Please repeat the records below exactly, from the first line through the line containing "Target: golden onion dome", and nothing more.

Record excerpts:
----

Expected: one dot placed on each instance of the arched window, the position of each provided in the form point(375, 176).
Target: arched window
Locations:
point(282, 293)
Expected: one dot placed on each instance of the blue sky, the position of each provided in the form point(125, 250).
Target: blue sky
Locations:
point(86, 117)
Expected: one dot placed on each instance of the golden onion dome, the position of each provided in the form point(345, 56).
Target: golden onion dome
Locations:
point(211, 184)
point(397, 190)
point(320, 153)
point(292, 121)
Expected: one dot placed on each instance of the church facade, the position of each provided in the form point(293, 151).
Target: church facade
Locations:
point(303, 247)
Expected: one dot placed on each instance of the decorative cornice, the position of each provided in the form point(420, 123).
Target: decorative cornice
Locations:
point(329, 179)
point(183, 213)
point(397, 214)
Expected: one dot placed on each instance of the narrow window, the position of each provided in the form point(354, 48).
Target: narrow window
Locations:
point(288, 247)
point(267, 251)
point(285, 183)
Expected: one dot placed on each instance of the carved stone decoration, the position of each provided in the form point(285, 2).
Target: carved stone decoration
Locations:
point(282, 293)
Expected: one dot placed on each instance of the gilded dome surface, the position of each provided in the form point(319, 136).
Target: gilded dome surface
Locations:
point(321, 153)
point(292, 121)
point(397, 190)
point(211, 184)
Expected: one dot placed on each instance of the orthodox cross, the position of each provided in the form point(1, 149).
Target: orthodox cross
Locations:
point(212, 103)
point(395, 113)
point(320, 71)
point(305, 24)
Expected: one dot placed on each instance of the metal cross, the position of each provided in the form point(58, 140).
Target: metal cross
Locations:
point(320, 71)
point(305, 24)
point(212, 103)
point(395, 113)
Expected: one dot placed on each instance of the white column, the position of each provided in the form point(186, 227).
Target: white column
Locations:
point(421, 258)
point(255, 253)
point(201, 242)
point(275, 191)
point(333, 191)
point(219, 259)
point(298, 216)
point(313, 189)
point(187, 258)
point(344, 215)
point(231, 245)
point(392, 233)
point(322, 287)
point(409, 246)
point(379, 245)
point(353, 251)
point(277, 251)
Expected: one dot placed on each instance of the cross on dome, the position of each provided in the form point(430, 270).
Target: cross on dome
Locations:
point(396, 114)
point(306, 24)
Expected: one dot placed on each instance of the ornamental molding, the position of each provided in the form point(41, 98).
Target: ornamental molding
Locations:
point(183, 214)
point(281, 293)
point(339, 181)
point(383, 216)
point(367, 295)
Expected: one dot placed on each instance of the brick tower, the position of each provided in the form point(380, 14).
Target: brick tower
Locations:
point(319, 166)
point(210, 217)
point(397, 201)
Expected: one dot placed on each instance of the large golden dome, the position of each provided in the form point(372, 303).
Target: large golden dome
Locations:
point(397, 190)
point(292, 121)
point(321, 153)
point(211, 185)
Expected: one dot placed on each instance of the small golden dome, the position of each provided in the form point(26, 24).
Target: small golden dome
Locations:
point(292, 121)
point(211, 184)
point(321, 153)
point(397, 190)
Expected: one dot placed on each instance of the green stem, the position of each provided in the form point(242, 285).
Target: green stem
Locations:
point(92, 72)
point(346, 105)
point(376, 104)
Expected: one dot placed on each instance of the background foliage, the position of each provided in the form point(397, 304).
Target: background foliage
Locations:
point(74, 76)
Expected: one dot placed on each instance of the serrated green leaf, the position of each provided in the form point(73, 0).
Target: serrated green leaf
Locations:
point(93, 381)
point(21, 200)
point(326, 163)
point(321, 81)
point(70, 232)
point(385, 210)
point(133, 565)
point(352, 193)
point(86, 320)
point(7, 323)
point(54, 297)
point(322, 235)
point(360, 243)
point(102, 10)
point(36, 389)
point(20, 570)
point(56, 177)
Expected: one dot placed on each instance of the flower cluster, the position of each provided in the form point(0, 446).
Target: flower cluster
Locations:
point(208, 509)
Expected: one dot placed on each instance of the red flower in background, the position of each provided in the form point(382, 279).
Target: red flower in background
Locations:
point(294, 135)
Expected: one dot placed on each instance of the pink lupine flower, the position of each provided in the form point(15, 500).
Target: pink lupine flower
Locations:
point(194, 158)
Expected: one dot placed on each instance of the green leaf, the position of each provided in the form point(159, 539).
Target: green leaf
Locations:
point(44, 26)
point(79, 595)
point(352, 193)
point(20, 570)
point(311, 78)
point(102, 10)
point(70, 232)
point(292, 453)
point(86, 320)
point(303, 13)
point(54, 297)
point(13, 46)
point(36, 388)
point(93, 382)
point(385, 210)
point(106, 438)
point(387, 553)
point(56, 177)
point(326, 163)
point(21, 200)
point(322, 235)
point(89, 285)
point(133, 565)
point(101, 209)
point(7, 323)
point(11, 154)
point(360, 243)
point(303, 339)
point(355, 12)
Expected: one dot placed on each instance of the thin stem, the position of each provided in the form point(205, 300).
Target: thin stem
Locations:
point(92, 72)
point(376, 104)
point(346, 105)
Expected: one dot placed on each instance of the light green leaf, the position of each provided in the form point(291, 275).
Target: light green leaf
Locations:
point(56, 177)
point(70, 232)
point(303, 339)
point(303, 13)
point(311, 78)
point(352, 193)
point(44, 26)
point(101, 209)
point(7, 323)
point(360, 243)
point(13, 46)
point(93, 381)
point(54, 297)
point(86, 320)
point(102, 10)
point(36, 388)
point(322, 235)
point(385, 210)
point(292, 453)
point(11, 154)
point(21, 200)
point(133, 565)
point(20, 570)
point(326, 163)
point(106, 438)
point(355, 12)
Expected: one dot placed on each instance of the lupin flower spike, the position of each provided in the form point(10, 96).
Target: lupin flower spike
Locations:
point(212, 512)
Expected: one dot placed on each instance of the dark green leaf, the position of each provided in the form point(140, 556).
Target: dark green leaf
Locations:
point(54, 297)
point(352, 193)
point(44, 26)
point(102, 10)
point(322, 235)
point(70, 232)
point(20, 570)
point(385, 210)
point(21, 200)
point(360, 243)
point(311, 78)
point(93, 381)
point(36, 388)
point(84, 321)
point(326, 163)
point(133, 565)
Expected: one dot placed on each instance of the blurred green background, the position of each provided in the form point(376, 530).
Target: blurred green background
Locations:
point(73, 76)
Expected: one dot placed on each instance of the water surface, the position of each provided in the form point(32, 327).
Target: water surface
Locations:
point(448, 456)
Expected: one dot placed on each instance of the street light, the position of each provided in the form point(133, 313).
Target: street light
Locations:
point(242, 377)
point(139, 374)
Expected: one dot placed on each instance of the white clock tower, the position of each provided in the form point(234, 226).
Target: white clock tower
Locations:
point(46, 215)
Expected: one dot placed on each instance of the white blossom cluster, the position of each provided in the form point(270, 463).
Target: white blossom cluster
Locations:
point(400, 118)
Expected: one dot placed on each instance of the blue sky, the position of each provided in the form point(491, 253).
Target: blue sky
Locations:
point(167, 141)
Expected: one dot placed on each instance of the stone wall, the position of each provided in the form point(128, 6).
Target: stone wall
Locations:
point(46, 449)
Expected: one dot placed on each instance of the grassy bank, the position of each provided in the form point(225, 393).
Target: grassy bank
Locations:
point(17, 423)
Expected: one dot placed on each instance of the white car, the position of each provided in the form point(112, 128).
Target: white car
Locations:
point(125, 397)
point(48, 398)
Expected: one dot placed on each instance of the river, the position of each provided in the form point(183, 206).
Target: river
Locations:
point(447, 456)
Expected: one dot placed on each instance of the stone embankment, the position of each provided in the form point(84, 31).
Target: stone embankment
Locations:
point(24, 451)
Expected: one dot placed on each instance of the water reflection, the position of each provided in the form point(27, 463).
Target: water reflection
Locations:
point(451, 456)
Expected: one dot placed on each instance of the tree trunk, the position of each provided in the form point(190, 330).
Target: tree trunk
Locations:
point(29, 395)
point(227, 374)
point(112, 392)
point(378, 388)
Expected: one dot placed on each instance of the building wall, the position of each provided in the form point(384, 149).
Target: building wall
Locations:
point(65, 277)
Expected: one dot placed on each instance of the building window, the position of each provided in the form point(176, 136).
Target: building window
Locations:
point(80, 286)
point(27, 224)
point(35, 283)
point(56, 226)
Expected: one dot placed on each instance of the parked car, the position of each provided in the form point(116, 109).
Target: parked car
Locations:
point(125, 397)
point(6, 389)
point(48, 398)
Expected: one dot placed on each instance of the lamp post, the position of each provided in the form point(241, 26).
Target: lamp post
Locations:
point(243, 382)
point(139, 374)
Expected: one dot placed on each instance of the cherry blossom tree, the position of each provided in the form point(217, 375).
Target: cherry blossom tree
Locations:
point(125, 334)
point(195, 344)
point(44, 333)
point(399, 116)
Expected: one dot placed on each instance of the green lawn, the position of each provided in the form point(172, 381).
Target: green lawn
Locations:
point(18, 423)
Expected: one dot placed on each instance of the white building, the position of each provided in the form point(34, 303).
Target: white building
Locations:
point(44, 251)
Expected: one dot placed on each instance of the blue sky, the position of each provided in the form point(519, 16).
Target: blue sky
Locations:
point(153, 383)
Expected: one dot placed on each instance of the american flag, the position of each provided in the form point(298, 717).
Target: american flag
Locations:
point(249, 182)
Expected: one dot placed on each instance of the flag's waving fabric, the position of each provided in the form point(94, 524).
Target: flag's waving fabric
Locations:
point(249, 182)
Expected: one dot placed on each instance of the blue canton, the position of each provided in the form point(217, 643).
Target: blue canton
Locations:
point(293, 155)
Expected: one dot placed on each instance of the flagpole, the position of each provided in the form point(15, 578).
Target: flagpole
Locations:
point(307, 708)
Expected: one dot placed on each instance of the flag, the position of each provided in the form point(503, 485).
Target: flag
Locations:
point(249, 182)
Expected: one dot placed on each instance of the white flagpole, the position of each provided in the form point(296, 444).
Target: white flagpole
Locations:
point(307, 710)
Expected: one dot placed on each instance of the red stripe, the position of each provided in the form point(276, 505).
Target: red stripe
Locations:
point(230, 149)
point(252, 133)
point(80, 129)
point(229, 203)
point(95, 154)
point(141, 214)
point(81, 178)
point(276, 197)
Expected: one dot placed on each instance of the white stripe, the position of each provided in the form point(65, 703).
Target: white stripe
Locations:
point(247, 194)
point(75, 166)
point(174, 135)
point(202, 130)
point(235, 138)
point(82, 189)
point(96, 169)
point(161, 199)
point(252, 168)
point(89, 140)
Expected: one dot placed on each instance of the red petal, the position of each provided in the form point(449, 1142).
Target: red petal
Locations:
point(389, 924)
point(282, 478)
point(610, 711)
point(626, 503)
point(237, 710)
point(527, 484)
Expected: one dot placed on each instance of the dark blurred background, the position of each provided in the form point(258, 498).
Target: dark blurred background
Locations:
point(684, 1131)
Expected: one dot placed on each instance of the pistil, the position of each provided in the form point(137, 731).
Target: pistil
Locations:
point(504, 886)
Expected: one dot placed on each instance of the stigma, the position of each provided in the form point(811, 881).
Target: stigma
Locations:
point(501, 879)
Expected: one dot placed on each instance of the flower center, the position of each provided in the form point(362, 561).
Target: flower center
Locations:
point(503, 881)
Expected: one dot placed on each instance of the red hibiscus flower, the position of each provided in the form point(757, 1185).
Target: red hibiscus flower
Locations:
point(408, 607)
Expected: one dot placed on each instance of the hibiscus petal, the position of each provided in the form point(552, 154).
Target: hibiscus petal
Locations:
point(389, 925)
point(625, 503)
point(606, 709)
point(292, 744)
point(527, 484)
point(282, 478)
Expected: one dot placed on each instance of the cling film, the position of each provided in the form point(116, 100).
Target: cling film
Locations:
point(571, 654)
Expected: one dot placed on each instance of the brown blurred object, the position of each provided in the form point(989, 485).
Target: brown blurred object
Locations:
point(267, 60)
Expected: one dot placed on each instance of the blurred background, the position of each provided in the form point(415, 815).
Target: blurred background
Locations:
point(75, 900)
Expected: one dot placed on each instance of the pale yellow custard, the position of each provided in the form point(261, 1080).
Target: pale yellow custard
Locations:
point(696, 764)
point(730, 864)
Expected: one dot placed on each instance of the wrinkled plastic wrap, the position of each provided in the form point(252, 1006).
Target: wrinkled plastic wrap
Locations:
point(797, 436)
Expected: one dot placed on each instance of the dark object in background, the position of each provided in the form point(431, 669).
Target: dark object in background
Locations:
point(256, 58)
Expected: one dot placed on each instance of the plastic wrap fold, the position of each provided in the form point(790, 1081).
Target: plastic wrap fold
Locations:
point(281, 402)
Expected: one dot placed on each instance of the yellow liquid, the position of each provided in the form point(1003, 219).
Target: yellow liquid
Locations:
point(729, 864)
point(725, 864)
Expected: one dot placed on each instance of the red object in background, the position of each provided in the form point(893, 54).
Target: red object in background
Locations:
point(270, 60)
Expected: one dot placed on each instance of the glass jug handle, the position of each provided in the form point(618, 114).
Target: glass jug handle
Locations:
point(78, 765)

----

Your response:
Expected: one dot placed on each instance of the arched window, the position of each provided in the form point(375, 176).
Target: arched window
Locations:
point(282, 293)
Expected: one dot placed on each instance of the blue sky, the position of each provided in the form point(125, 250).
Target: blue sky
Locations:
point(86, 117)
Expected: one dot placed on each instance of the golden onion dome, the position of each provided in the form point(345, 56).
Target: golden onion dome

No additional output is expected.